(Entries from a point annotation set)
##############################
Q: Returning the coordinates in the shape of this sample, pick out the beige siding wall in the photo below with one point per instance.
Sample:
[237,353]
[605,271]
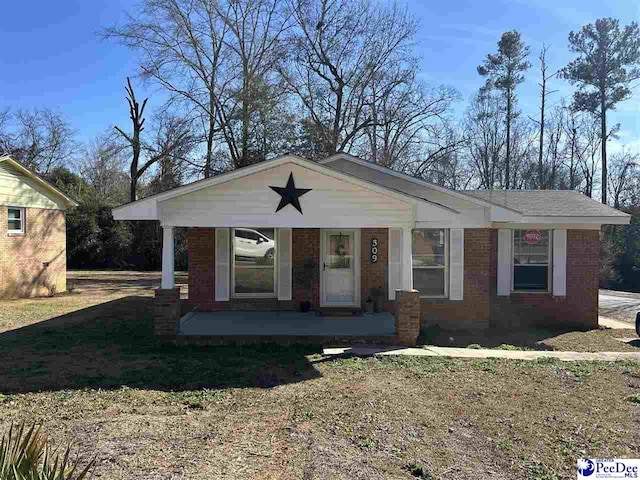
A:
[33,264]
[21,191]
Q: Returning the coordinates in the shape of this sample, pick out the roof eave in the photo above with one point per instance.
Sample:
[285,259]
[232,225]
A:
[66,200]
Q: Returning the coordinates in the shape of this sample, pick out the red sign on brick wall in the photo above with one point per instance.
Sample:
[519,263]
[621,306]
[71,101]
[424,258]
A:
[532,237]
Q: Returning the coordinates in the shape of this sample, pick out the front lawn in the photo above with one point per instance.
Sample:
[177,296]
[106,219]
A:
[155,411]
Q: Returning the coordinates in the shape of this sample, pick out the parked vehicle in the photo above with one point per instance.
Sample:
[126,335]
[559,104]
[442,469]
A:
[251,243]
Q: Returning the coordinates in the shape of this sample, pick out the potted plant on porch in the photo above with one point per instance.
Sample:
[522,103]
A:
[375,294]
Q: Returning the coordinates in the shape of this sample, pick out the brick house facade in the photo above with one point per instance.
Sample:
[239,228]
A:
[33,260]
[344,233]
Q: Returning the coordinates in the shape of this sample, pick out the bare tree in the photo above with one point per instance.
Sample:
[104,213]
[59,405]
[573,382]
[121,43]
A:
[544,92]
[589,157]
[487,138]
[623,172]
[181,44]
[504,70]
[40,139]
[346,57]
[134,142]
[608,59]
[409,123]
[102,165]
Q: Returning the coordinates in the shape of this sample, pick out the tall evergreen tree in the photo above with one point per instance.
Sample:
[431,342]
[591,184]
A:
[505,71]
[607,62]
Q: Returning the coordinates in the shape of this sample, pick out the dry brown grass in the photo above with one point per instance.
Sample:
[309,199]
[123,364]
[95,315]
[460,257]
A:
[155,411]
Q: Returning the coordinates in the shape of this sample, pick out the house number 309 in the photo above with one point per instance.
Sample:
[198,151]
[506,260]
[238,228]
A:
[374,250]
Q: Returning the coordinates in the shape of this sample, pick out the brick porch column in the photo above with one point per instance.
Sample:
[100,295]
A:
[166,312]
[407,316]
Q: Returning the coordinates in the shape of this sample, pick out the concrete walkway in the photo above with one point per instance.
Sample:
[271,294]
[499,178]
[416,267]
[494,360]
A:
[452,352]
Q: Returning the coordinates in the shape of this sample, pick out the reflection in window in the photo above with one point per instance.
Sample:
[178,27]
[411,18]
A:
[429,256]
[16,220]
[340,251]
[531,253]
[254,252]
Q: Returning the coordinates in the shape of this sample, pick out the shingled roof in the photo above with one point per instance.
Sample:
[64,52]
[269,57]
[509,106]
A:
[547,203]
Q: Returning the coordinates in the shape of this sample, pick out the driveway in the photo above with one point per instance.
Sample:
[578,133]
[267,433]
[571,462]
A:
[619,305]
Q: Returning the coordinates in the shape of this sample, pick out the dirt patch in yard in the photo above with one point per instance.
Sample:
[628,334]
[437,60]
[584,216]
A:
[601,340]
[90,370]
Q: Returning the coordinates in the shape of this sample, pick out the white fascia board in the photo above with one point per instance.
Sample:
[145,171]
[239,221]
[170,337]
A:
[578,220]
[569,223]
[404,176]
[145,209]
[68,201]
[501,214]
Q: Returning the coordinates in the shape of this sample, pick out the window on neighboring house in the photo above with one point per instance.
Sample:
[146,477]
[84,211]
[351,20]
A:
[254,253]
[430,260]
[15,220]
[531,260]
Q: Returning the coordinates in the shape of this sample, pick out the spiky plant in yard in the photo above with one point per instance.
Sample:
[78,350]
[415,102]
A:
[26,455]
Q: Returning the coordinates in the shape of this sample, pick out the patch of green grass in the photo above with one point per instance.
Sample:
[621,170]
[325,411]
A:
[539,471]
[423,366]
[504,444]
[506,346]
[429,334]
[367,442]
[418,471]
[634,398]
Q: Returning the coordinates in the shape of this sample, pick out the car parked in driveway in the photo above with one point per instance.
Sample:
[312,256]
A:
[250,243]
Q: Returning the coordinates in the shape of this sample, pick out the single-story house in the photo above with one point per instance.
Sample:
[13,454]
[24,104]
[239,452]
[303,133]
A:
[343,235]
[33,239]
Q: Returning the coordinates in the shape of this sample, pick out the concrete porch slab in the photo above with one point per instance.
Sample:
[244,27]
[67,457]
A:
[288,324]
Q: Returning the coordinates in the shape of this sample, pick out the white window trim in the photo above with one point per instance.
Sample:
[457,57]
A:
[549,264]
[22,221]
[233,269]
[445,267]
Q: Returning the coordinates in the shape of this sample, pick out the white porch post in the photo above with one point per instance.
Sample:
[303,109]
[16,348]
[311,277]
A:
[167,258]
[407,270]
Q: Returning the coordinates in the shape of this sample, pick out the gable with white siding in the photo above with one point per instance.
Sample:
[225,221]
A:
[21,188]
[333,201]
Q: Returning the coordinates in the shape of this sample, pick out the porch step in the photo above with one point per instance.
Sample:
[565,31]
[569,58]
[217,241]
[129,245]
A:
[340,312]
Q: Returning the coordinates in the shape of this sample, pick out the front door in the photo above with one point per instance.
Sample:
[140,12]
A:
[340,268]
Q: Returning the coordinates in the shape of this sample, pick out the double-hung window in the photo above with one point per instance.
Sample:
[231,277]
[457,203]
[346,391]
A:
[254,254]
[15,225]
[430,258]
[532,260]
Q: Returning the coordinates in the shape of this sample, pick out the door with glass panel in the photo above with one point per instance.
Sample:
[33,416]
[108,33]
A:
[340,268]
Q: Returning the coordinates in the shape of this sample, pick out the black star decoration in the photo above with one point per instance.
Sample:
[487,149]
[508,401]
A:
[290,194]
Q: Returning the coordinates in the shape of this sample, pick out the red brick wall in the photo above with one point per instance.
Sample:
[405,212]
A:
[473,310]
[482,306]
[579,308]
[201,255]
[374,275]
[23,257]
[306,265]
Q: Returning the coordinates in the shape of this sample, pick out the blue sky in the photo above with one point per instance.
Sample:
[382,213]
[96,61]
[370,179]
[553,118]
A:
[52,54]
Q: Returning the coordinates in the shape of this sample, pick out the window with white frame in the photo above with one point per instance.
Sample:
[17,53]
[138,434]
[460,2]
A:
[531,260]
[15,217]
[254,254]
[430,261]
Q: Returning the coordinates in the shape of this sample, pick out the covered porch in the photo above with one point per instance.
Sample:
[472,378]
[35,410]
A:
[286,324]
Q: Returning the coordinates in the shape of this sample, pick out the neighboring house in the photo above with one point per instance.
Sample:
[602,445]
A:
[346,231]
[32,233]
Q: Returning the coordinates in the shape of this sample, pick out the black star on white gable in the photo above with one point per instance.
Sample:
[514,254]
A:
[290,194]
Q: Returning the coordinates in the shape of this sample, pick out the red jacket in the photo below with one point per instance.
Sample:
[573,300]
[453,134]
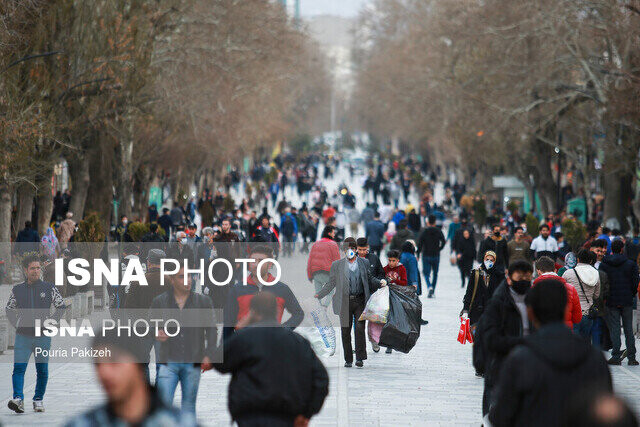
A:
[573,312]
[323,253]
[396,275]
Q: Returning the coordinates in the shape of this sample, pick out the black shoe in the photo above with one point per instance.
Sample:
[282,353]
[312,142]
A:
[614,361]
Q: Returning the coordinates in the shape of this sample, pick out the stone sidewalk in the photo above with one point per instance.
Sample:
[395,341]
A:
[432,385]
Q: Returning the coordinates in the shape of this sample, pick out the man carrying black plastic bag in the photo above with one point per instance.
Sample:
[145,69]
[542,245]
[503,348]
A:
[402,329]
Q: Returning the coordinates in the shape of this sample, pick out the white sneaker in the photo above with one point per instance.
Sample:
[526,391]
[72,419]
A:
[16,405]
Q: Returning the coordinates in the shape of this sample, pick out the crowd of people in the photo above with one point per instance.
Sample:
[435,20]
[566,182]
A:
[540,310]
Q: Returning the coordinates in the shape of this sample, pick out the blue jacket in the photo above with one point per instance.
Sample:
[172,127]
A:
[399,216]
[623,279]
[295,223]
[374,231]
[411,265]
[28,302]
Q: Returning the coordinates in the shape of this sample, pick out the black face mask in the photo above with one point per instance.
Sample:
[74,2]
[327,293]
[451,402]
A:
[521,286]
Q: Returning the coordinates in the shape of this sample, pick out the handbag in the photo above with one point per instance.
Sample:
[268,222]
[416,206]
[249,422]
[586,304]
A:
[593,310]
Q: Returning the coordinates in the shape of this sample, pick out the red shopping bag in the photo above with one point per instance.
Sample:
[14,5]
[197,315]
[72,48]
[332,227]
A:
##############################
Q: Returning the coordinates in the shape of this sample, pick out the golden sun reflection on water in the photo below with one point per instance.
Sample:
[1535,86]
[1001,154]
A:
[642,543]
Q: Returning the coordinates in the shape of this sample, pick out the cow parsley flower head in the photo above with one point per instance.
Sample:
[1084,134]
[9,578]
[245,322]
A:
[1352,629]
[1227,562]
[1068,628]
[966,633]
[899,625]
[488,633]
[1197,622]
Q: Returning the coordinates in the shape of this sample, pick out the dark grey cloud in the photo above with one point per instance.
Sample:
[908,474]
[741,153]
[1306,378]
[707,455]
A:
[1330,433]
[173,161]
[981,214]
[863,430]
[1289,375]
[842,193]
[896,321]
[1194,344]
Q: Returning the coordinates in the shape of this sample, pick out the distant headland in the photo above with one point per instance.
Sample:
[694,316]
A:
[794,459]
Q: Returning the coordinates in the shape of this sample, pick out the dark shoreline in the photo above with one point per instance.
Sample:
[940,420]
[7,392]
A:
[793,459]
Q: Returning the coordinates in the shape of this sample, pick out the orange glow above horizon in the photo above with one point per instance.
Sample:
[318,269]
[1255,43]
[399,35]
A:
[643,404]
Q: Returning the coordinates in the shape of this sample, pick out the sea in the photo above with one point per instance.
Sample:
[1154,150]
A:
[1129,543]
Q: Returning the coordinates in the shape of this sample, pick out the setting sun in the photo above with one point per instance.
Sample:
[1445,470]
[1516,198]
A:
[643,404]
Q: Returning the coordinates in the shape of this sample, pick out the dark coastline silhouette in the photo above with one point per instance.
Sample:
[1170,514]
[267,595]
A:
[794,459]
##############################
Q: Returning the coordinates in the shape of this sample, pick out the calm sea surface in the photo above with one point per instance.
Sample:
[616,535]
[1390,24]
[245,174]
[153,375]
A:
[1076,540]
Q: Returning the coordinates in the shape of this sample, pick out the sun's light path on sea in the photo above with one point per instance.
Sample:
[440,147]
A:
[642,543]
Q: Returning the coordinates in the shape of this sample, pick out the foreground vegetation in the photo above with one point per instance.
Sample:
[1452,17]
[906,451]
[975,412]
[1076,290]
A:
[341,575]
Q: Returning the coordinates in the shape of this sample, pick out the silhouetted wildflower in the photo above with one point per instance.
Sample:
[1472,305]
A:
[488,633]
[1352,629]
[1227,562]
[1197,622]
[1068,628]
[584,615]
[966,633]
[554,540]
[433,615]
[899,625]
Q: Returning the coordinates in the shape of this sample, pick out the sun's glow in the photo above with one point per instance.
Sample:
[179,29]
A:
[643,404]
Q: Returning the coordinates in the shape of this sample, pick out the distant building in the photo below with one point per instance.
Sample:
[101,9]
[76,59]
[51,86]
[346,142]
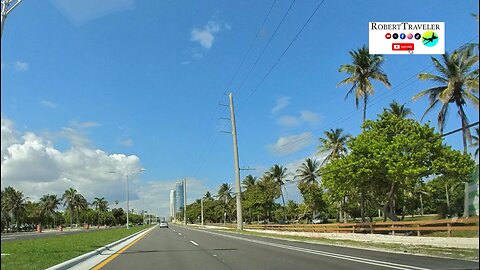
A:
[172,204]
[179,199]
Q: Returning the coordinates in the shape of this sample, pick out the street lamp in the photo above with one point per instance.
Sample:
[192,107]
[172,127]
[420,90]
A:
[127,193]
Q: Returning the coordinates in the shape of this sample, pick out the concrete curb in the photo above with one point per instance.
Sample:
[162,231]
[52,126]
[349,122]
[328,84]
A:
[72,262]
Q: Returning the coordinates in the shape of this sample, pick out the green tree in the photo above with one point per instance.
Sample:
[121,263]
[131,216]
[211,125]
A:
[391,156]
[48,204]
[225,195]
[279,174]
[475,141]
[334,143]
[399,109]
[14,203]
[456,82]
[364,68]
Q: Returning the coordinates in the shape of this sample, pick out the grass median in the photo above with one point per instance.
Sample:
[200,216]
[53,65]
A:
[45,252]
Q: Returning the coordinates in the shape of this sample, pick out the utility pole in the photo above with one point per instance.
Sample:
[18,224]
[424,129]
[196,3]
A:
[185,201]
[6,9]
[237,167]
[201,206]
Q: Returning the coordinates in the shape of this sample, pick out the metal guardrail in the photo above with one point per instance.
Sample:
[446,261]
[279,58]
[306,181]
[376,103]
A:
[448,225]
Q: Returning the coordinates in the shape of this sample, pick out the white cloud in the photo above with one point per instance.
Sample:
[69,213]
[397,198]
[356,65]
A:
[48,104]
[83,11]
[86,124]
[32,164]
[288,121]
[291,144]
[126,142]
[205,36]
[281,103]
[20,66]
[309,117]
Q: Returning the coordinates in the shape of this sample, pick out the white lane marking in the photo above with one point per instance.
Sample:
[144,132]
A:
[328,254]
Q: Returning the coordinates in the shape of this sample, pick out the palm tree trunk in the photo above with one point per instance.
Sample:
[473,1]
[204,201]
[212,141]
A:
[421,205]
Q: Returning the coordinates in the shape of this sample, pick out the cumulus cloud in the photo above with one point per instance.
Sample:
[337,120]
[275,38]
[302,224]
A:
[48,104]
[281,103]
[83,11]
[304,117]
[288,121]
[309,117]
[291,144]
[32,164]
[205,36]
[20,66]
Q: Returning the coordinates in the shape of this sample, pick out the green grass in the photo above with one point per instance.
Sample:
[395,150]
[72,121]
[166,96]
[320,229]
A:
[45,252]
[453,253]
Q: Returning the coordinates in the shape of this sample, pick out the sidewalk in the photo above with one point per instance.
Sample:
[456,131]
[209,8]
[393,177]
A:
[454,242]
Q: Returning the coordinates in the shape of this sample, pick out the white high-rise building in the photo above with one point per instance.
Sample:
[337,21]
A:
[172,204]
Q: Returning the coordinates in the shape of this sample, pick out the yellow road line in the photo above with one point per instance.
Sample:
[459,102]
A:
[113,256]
##############################
_DIRECTIONS FOR THIS TASK_
Extract every line of the data above that contains the string "reflection", matching case exactly.

_FINAL RESULT_
Q: Returning the coordinates in the shape of this sample, pick out the reflection in window in the photo above with one point per instance.
Q: Returning the coordinates in the shape of this sample, pick out the golden sun reflection on water in the photo below with one point per instance.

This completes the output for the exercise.